(Dataset records)

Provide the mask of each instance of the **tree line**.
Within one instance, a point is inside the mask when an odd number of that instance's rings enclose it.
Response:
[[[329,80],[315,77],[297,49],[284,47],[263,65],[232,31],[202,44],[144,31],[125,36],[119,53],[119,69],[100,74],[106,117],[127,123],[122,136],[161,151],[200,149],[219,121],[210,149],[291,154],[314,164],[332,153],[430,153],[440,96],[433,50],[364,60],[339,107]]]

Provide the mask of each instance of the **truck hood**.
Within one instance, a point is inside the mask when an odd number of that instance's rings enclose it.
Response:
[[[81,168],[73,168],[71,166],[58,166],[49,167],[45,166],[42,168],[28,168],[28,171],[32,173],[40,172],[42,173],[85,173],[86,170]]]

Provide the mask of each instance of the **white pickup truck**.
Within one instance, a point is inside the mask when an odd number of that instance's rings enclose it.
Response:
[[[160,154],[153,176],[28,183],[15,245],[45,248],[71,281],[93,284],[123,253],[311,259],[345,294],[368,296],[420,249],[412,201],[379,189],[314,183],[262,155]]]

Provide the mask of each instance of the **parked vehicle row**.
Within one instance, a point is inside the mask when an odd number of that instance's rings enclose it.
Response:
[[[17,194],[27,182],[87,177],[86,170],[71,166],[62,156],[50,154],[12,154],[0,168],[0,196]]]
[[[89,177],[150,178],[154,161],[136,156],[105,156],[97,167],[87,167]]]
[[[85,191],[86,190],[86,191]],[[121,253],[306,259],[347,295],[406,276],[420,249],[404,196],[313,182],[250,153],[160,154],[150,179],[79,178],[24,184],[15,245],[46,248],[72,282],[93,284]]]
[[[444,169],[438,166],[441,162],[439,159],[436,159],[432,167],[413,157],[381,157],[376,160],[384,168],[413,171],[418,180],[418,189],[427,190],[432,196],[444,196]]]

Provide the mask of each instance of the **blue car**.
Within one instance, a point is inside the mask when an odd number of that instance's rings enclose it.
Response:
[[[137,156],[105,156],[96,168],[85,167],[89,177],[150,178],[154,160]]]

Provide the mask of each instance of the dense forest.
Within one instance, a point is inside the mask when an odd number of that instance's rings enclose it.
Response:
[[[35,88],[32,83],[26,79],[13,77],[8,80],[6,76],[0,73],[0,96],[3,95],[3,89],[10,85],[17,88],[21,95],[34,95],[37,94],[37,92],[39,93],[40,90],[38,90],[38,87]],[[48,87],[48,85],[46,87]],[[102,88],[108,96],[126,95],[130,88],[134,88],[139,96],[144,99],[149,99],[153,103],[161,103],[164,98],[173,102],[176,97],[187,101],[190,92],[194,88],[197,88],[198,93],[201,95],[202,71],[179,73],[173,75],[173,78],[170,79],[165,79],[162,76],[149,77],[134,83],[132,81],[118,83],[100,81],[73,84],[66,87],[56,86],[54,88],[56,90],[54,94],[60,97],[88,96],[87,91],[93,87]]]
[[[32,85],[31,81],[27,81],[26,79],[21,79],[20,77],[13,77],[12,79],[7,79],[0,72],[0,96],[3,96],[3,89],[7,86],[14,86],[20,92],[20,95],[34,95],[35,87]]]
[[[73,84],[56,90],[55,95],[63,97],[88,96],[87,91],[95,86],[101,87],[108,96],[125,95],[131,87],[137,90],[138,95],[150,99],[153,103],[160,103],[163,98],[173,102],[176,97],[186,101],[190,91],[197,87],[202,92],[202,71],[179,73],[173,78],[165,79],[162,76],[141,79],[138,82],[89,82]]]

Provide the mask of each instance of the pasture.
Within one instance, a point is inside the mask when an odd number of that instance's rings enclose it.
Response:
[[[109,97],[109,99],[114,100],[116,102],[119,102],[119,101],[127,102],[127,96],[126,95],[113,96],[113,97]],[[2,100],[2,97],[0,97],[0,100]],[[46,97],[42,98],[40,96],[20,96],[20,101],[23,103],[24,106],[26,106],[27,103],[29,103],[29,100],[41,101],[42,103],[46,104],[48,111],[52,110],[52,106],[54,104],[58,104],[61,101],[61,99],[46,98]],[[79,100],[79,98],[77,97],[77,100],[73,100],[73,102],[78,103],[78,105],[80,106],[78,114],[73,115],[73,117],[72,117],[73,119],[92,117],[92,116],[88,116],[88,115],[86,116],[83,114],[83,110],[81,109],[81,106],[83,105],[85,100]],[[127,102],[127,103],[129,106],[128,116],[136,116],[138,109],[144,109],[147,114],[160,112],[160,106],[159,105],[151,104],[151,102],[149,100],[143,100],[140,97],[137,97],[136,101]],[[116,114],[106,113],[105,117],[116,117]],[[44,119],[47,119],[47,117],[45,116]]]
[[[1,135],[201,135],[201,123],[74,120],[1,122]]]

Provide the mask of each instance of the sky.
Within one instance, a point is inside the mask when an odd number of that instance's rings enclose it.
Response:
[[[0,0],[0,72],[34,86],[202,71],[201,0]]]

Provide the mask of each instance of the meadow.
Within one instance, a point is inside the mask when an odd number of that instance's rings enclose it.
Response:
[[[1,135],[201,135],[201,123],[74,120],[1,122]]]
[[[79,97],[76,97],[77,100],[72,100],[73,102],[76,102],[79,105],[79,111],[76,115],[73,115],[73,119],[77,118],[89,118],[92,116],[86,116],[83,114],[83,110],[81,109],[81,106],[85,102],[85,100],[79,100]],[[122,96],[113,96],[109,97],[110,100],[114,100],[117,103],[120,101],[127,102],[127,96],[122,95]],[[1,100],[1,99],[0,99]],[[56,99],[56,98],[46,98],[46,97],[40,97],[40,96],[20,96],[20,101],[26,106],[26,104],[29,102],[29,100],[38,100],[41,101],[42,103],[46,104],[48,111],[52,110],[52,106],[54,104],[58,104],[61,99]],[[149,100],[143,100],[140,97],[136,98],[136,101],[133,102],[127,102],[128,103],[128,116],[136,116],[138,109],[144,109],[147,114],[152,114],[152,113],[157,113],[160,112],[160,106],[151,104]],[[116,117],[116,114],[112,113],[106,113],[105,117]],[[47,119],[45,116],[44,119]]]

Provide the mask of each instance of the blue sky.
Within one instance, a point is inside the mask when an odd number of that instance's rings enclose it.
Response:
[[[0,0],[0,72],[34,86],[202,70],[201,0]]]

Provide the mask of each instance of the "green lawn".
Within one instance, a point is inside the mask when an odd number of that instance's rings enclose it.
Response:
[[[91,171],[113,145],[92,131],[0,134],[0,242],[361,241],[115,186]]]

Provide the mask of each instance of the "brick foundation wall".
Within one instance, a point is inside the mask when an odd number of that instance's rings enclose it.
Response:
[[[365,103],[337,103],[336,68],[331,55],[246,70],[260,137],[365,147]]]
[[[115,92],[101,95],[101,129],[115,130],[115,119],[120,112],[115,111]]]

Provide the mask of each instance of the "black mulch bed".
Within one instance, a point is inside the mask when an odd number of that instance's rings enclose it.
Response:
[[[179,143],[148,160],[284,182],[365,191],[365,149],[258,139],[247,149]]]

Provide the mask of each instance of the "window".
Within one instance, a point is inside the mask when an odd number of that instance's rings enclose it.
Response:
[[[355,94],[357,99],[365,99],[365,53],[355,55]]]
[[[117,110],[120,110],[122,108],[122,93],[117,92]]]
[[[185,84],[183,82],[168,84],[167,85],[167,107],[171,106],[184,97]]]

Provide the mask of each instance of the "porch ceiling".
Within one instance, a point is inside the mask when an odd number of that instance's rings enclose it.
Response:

» **WORK TO BE COMPLETED**: Extract, exactly, the lines above that begin at the line containing "Provide the mask of each instance of the blue" and end at the final line of the records; add no other text.

» **PROBLEM SOLUTION**:
Provide the mask of each instance of the blue sky.
Within one instance, a point is inside the mask when an odd number of that instance's rings enclose it.
Response:
[[[0,0],[0,72],[34,86],[202,70],[201,0]]]

Provide the mask of each instance of the "green lawn".
Within one instance, a point is inside the mask when an odd number of that instance's rings enclose it.
Response:
[[[91,171],[113,145],[92,131],[0,134],[0,242],[361,241],[115,186]]]

Provide the mask of each instance of the "brick foundation wall".
Within one instance, a point is inside the mask when an odd number of that instance's rings enclose it.
Response:
[[[365,103],[337,103],[336,68],[331,55],[246,70],[260,137],[365,147]]]
[[[115,92],[101,95],[101,129],[115,130],[115,119],[120,112],[115,111]]]

Provide the mask of each instance of the "black mulch bed".
Within one instance, a point is inside the mask when an odd number of that instance's rings enclose it.
Response:
[[[179,143],[148,160],[284,182],[365,191],[365,149],[258,139],[247,149]]]

Provide the mask of each instance of the "window".
Within one instance, a point is inside the mask when an odd number of that instance's rings enclose it.
Response:
[[[355,94],[357,99],[365,99],[365,53],[355,55]]]
[[[117,110],[120,110],[122,108],[122,93],[117,92]]]
[[[185,84],[183,82],[168,84],[167,85],[167,107],[171,106],[184,97]]]

Provide the mask of each instance of the "porch ceiling".
Within one instance, a point is inside the mask when an odd number of that instance's rings enclose it.
Response:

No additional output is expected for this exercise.